------ Information supplied
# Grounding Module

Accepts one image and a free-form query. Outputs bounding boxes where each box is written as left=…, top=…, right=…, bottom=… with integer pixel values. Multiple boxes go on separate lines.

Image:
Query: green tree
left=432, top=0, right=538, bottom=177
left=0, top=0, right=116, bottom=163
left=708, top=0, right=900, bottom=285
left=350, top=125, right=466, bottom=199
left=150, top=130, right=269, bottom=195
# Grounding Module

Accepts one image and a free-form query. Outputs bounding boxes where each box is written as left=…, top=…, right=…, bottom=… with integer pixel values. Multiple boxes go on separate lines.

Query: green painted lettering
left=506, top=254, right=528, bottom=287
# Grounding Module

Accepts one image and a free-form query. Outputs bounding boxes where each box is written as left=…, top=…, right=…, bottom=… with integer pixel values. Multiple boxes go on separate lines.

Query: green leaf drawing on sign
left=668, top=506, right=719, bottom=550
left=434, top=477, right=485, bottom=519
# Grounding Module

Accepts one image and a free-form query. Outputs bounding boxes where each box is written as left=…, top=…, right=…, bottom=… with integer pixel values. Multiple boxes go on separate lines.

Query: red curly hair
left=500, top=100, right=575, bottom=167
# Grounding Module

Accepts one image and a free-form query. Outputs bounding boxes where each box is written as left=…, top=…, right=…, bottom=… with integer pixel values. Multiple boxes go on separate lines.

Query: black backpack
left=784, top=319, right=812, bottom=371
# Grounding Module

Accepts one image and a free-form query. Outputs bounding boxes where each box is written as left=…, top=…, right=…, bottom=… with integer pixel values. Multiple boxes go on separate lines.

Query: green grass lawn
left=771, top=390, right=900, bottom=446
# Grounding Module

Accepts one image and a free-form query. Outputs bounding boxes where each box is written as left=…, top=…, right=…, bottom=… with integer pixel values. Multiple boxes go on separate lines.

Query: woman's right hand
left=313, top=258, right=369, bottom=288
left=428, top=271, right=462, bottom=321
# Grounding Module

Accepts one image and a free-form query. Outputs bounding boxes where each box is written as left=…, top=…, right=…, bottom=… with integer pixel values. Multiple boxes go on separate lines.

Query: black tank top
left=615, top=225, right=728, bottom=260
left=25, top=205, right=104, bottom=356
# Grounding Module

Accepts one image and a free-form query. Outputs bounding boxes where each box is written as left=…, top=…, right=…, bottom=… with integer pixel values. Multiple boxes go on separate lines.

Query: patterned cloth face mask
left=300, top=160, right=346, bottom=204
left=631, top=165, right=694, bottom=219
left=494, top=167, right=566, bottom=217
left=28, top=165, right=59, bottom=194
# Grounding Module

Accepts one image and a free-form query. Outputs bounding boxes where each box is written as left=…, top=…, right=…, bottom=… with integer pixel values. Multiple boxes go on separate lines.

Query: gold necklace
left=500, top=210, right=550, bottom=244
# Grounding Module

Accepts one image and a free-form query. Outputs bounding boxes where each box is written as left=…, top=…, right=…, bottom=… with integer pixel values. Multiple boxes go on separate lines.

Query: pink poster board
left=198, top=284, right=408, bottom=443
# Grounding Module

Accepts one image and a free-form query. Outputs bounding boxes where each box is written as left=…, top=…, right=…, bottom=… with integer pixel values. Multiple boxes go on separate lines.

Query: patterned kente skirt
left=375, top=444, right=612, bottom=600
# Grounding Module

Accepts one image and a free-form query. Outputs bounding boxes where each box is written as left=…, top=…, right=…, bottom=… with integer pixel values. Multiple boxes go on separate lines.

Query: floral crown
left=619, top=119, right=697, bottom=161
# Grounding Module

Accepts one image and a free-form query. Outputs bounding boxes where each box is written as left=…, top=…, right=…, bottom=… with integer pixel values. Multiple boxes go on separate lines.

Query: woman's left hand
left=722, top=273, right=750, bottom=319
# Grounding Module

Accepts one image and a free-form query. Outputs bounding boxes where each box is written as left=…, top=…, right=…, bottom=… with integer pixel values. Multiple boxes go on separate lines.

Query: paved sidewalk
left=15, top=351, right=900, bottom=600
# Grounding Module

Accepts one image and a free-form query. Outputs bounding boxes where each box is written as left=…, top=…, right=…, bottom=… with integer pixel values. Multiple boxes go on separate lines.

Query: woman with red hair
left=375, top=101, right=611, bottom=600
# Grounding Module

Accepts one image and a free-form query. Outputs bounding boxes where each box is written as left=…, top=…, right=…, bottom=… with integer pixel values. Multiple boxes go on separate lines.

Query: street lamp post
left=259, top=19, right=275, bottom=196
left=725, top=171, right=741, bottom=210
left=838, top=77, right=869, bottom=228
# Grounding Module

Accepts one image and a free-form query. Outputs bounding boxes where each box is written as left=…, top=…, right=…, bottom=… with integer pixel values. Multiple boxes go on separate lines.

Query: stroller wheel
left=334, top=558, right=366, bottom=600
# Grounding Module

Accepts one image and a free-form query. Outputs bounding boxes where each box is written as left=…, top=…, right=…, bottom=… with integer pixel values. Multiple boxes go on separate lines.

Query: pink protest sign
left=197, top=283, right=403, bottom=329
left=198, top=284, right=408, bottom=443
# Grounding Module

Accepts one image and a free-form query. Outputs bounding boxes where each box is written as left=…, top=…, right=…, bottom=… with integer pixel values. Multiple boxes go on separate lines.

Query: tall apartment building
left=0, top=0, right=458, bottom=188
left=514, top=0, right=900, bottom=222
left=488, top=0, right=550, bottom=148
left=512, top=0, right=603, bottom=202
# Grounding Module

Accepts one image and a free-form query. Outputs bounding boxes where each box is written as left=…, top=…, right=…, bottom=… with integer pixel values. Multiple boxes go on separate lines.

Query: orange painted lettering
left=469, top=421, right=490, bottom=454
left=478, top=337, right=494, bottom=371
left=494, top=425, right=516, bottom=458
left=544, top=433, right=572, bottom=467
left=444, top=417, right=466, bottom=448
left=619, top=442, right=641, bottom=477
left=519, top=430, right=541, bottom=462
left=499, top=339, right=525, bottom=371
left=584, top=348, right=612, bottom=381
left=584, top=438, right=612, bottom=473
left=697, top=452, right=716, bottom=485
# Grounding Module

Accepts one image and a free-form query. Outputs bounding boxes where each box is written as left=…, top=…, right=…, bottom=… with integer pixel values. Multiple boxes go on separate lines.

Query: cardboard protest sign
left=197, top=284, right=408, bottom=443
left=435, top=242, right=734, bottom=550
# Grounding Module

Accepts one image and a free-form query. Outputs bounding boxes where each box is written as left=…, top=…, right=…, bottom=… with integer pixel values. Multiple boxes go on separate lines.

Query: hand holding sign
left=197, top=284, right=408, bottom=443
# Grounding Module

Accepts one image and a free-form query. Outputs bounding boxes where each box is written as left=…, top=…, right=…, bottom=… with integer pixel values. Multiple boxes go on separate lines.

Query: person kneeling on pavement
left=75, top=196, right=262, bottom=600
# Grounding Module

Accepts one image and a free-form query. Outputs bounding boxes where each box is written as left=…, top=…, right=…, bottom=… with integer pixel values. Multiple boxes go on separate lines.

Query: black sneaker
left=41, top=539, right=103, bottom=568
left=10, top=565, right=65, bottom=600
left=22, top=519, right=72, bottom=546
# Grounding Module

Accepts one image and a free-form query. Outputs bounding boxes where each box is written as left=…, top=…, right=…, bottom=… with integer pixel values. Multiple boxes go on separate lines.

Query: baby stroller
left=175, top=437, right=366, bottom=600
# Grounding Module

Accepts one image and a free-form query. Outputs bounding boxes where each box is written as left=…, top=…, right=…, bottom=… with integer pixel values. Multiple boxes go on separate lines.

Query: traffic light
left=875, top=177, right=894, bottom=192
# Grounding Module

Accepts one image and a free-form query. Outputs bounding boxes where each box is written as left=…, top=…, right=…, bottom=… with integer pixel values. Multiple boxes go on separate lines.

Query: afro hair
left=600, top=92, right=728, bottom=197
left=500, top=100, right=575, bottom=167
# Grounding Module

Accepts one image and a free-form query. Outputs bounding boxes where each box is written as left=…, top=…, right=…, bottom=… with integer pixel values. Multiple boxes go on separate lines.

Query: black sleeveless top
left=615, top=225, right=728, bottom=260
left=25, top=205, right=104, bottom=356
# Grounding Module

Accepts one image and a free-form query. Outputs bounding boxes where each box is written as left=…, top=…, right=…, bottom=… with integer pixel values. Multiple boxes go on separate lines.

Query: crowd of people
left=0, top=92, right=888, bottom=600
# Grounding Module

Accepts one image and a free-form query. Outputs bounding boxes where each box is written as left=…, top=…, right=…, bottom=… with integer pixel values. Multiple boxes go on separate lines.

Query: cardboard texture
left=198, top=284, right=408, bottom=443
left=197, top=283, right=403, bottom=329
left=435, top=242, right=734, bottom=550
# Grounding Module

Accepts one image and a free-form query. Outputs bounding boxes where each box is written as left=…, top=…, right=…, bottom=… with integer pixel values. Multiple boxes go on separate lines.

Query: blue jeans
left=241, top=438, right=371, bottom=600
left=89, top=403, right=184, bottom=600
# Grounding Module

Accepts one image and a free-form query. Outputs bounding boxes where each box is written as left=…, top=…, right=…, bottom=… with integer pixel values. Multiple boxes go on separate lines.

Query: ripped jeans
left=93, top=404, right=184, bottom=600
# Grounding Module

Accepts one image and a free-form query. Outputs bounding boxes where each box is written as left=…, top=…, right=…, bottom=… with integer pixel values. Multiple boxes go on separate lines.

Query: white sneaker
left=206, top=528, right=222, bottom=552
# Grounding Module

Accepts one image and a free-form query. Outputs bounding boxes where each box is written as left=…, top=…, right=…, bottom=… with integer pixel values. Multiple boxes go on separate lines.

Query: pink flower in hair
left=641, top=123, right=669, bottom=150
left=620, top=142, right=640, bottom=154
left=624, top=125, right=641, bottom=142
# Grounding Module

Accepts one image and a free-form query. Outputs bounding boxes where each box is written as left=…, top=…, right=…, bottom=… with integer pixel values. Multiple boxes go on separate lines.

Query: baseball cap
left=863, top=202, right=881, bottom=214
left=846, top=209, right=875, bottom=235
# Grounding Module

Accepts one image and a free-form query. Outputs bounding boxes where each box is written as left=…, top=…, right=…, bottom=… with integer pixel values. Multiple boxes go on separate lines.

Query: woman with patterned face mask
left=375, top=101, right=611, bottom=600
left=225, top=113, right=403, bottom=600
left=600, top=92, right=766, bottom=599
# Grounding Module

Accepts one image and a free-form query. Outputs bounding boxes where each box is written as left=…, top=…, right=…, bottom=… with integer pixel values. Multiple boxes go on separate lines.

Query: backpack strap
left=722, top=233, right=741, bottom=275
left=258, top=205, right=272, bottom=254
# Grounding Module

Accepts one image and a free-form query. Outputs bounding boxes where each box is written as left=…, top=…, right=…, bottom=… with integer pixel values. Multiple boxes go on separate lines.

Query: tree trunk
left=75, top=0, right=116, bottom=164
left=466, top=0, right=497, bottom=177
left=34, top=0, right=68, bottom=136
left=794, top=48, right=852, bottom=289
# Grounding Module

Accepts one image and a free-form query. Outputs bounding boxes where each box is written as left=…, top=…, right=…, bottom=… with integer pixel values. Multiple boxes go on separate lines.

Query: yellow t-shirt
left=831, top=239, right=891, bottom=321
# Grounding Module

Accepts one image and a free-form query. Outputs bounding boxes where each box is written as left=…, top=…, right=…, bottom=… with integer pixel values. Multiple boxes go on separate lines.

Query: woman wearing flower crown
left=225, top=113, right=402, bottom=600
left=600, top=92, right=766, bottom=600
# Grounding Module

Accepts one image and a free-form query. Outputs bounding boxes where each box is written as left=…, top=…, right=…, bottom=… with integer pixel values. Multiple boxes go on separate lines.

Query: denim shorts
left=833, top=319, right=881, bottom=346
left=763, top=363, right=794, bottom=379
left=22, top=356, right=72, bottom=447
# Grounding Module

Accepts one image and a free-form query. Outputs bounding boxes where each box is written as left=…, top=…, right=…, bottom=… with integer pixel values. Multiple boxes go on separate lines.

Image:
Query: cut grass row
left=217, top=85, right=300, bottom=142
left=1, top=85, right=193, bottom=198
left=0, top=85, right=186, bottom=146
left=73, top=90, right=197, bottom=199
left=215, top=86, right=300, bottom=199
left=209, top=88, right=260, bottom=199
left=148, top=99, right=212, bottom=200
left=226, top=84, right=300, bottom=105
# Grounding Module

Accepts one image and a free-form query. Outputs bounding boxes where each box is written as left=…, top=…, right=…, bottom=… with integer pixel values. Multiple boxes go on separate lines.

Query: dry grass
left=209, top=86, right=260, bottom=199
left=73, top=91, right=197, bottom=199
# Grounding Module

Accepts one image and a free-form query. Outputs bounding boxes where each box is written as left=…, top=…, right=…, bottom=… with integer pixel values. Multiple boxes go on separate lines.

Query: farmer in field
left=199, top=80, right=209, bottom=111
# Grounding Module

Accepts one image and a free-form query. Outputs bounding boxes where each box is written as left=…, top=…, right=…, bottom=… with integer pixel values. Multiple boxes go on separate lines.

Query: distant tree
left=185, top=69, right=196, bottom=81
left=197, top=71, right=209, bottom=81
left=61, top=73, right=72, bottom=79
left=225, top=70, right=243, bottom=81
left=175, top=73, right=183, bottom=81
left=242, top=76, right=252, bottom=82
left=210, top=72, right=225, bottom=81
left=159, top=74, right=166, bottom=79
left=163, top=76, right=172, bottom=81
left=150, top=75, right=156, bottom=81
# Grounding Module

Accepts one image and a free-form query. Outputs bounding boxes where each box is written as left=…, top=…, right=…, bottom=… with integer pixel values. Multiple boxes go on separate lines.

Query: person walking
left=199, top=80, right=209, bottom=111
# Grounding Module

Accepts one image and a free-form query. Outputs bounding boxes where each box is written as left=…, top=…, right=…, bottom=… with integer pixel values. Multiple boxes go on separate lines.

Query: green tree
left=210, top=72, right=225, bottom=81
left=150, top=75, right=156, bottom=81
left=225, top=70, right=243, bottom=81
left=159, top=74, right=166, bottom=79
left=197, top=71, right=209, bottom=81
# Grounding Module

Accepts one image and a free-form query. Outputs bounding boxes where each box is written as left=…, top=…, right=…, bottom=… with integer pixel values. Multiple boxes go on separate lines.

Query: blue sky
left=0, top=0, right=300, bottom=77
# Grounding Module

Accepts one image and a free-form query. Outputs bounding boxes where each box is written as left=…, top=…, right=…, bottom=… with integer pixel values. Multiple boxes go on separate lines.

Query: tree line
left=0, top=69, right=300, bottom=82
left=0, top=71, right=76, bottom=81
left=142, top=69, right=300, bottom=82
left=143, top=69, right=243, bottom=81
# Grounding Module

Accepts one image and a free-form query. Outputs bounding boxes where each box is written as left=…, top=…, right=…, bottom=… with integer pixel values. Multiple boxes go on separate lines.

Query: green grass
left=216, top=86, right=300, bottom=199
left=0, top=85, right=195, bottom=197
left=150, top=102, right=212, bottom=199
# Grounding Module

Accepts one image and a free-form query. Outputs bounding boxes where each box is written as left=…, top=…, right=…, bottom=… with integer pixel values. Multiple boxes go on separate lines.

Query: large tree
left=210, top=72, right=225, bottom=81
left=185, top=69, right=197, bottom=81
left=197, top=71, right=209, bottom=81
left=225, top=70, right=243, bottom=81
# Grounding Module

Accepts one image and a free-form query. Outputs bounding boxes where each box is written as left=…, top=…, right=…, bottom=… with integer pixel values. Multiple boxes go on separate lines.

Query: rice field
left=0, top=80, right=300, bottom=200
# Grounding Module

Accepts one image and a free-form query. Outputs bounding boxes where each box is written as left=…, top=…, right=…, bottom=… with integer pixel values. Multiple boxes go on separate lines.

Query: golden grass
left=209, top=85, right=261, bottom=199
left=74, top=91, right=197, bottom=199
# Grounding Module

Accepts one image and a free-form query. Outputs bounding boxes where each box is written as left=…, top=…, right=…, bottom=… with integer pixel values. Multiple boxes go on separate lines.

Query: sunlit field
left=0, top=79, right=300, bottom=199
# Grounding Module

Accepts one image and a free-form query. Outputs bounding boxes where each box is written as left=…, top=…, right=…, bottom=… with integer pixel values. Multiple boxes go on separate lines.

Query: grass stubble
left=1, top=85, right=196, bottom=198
------------
Please recast everything from the first line of the rows up to and including the line containing "left=428, top=271, right=462, bottom=321" as a Markdown table with columns Number and Line, one line per table row, leaving out blank lines.

| Number | Line |
|---|---|
| 1 | # Grounding Module |
| 2 | Accepts one image and a free-form query. Outputs bounding boxes where each box is written as left=…, top=…, right=…, bottom=… with integer pixel values. Multiple boxes go on separate lines. |
| 3 | Image: |
| 4 | Query: green tree |
| 5 | left=432, top=0, right=538, bottom=177 |
| 6 | left=0, top=0, right=116, bottom=163 |
| 7 | left=708, top=0, right=900, bottom=285 |
| 8 | left=350, top=125, right=466, bottom=199 |
| 9 | left=150, top=130, right=269, bottom=195 |
| 10 | # Grounding Module |
| 11 | Accepts one image and a free-form query. Outputs bounding boxes where each box is written as left=…, top=…, right=…, bottom=… with integer pixel values. Multiple boxes go on separate lines. |
| 12 | Query: green painted lettering |
| 13 | left=506, top=254, right=528, bottom=287 |
| 14 | # Grounding Module |
| 15 | Accepts one image and a free-form query. Outputs bounding boxes where each box is written as left=…, top=…, right=…, bottom=… with integer pixel values. Multiple boxes go on separate lines. |
| 16 | Query: green leaf drawing on sign |
| 17 | left=668, top=506, right=719, bottom=550 |
| 18 | left=434, top=477, right=485, bottom=519 |
| 19 | # Grounding Module |
| 20 | Accepts one image and a free-form query. Outputs bounding boxes where each box is written as left=…, top=…, right=…, bottom=… with integer pixel values. Multiple boxes go on separate lines. |
| 21 | Query: red curly hair |
| 22 | left=500, top=100, right=575, bottom=167 |
| 23 | # Grounding Module |
| 24 | Accepts one image and a free-form query. Outputs bounding boxes where each box is written as left=…, top=…, right=…, bottom=… with integer pixel values. Multiple boxes go on separate lines. |
| 25 | Query: black backpack |
| 26 | left=784, top=319, right=812, bottom=371 |
| 27 | # Grounding Module |
| 28 | Accepts one image and a free-form query. Outputs bounding boxes where each box is written as left=…, top=…, right=…, bottom=… with integer pixel values. Multiple boxes go on separate lines. |
| 29 | Query: green grass lawn |
| 30 | left=771, top=390, right=900, bottom=446 |
| 31 | # Grounding Module |
| 32 | Accepts one image and a free-form query. Outputs bounding boxes where each box is written as left=…, top=…, right=…, bottom=… with integer pixel values. Multiple boxes go on separate lines. |
| 33 | Query: woman's right hand |
| 34 | left=313, top=258, right=369, bottom=288 |
| 35 | left=428, top=271, right=462, bottom=321 |